◆ **READING PASSAGE**:
#####

Skip to main content
Vector quantization compresses vector representations to reduce memory usage and improve search performance. Qdrant supports three quantization methods, each offering different tradeoffs between compression ratio, search quality, and speed.

Why Quantization?

Full-precision vectors (float32) require significant memory:
  • 768-dimensional vector = 768 × 4 bytes = 3KB per vector
  • 1 million vectors = ~3GB of RAM
  • 100 million vectors = ~300GB of RAM
Quantization can reduce this by 4x to 32x while maintaining search quality.
Qdrant uses quantized vectors for initial filtering, then rescores top candidates with original vectors for maximum accuracy.

Quantization Methods

Scalar

4x compressionFloat32 → Int8Best for general use

Product (PQ)

8-64x compressionVectors → CentroidsMaximum compression

Binary

32x compressionFloat32 → BitsFastest search

Scalar Quantization

Converts float32 values to int8 by learning the value range.

Configuration

PUT /collections/my_collection
{
  "vectors": {
    "size": 768,
    "distance": "Cosine"
  },
  "quantization_config": {
    "scalar": {
      "type": "int8",
      "quantile": 0.99,
      "always_ram": true
    }
  }
}
type
string
default:"int8"
Quantization type. Currently only int8 is supported.
quantile
float
default:"1.0"
Quantile for range calculation (0.5-1.0). Use 0.99 to ignore outliers.
always_ram
boolean
default:"false"
Keep quantized vectors in RAM even when main vectors are on disk.

How It Works

  1. Analyze value distribution across all vectors
  2. Calculate range based on quantile (e.g., 0.99 excludes top/bottom 1%)
  3. Map range to int8 values (-128 to 127)
  4. Store offset and scale for reconstruction
# Pseudocode
min_val, max_val = calculate_quantile_range(vectors, quantile=0.99)
alpha = (max_val - min_val) / 255
quantized = ((vector - min_val) / alpha).round().clip(0, 127).astype(int8)

Memory Savings

  • Original: 768 dimensions × 4 bytes = 3,072 bytes
  • Quantized: 768 dimensions × 1 byte = 768 bytes
  • Savings: 75% reduction (4x compression)

#####

◆ **SOURCE MATERIAL**:
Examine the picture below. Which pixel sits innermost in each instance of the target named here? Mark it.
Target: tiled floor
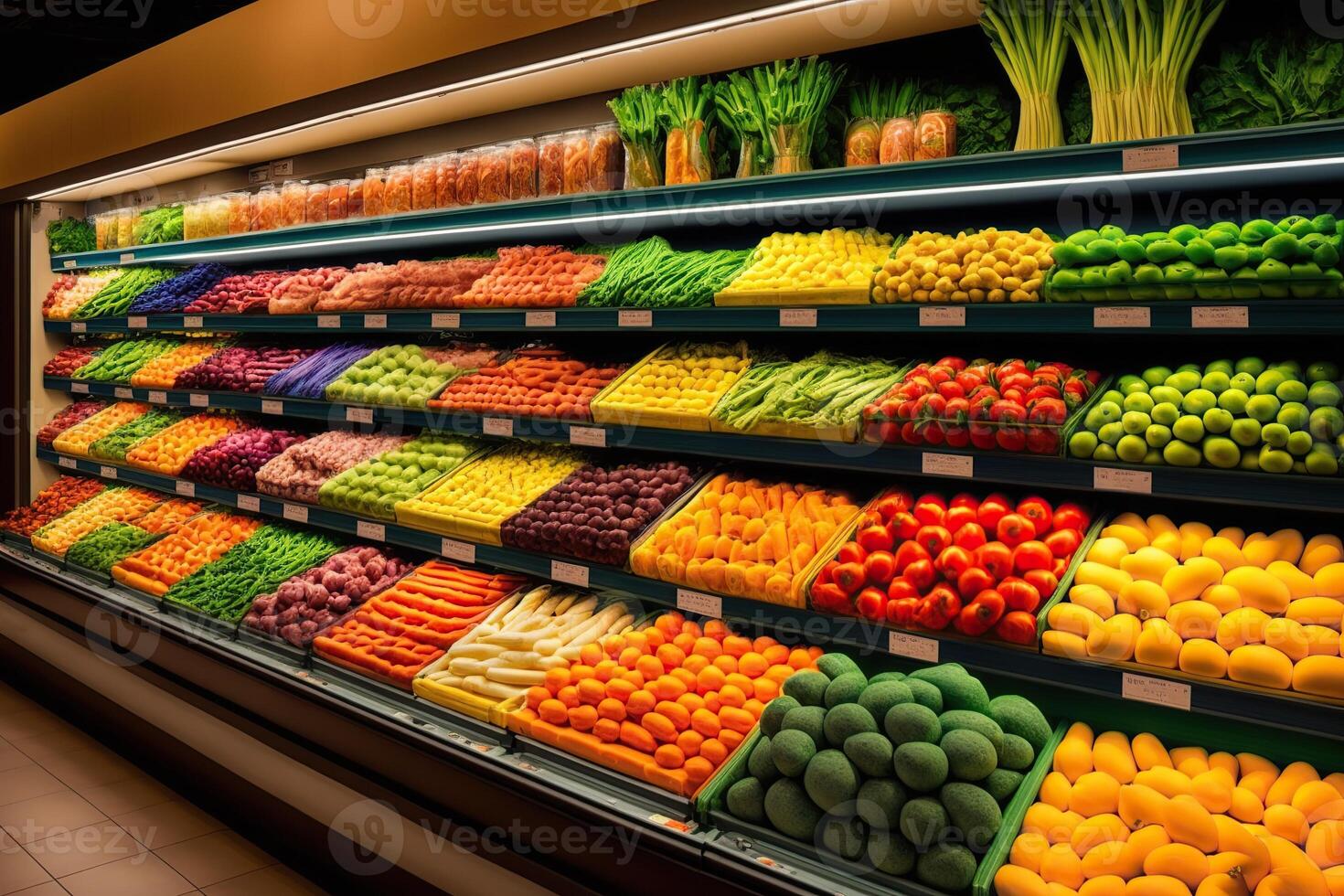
(78, 819)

#####

◆ **THINGS TO DO**:
1. Name every quantization method that the quantization page says Qdrant supports.
2. On the quantization page, what is the default value of the quantile setting?
3. Copy the quantization page word for word from "Keep quantized vectors" to "max_val = calculate_quantile_range(vectors, quantile=0.99)".

◆ **RESPONSES**:
1. Scalar, Product (PQ), Binary

2. 1.0

3.
Keep quantized vectors in RAM even when main vectors are on disk.

How It Works

  1. Analyze value distribution across all vectors
  2. Calculate range based on quantile (e.g., 0.99 excludes top/bottom 1%)
  3. Map range to int8 values (-128 to 127)
  4. Store offset and scale for reconstruction
# Pseudocode
min_val, max_val = calculate_quantile_range(vectors, quantile=0.99)